» The request: Extract each line of the records below that contains the string "white". Matching is case-sensitive.

============================================================

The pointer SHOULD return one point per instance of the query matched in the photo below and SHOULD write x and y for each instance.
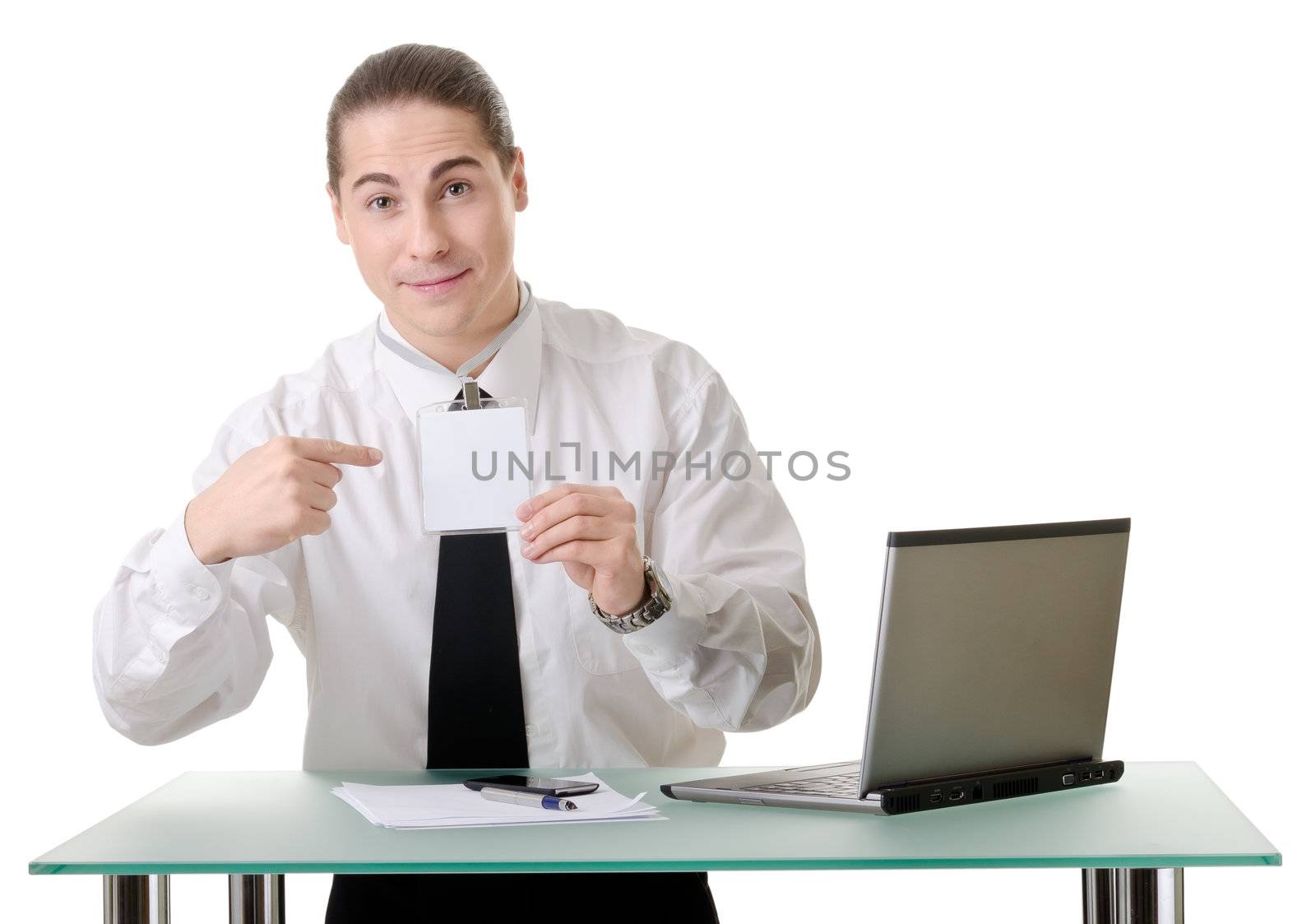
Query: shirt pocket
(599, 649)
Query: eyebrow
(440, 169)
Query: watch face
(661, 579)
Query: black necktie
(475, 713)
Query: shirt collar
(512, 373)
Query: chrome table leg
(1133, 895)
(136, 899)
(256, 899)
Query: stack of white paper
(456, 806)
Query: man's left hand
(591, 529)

============================================================

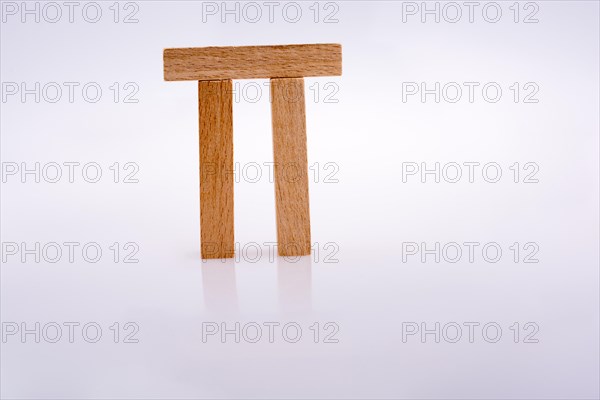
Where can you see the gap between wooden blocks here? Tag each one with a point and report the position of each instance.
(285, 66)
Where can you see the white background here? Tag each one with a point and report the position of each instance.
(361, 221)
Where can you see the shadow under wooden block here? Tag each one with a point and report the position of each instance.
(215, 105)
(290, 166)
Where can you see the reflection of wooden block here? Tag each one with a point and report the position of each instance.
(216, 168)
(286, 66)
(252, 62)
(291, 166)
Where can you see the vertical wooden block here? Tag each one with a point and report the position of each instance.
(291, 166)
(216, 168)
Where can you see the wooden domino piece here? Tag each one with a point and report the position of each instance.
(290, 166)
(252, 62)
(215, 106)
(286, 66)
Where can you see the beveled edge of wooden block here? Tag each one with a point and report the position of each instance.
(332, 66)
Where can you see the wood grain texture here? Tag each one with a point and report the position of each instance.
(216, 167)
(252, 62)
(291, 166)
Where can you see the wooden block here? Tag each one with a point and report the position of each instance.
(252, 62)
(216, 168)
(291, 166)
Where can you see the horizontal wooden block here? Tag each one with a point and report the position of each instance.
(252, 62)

============================================================

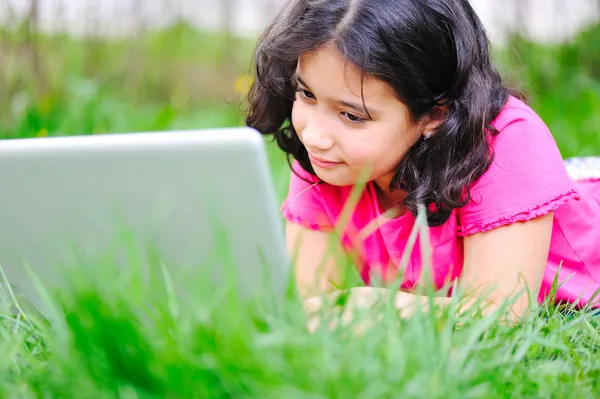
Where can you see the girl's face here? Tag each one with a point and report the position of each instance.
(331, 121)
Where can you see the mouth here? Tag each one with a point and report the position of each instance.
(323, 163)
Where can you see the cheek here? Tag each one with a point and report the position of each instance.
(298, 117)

============================================================

» Finished answer:
Query: stack of white paper
Where can you see the white background here? Tag each one with a point and report the position of each instance.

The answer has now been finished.